**Problem to solve**. Transcribe the entries exactly; images are not part of the copy.

[[ Entries provided open ]]

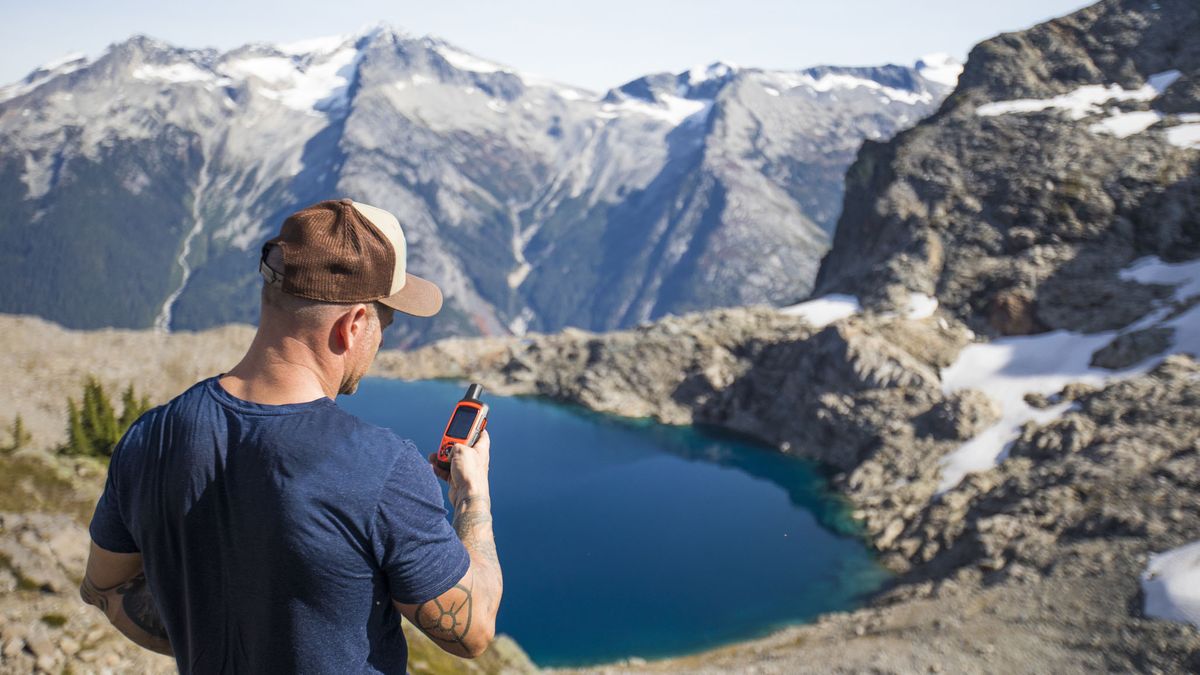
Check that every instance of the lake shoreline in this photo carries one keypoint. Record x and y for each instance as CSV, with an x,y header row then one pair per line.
x,y
991,579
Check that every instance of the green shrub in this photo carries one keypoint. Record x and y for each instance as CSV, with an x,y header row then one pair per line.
x,y
19,436
93,425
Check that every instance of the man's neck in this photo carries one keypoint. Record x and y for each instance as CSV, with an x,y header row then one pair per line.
x,y
281,371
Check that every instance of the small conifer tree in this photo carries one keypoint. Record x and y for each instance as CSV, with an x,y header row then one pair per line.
x,y
19,436
93,425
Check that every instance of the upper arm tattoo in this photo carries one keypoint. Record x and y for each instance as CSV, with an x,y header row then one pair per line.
x,y
141,608
136,601
447,621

[[ Entries provided closed ]]

**Exercise result**.
Check that every instance of the lake shoreline in this photo carries one keypoint. Record x and y for each instance as CSV, with an x,y header row then one pair per line.
x,y
991,579
Check that every instance of the green shrub in this photo carries one keypoint. Record x and y for each instance as CSV, with an x,y header row then one pair per line.
x,y
19,436
93,425
Check that every instance of the man's neck in this photo carries one keypoint. Record x and y for each instance as CSV, with an x,y header row then one pair per line.
x,y
281,371
Check that every instance of the small conifer tree in this photo carries one keypoint. Record x and y for each instance as CSV, with an x,y header row then one pair per line.
x,y
19,436
93,425
Check that every instance of the upper arm tattoo in this photo carries one keypoint. Record x and y for each instance as CSV, with an x,y header row then one pair per line.
x,y
141,608
136,601
447,621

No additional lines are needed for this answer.